• _What is needed_: Exact transcription of the following records is needed, with every picture dropped.

• _Stored records_:
..........

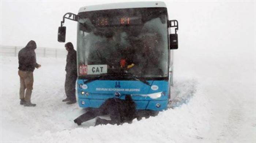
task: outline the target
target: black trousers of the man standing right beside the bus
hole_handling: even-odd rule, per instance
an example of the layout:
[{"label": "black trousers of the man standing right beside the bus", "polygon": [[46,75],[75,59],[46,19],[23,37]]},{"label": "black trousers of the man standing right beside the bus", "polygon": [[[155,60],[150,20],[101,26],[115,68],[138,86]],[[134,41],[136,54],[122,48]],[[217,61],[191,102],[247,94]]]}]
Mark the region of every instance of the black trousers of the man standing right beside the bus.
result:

..........

• _Result for this task_:
task: outline the target
target: black trousers of the man standing right beside the bus
hole_handling: even-odd rule, per instance
an example of the layout:
[{"label": "black trousers of the man standing right beside the bus", "polygon": [[46,75],[75,59],[46,19],[23,37]]},{"label": "black trousers of the man standing right beside the bus", "polygon": [[[155,60],[150,20],[101,26],[115,68],[138,86]],[[134,41],[136,54],[122,48]],[[217,61],[191,102],[247,94]]]}]
Mark the region of every instance of the black trousers of the man standing right beside the bus.
result:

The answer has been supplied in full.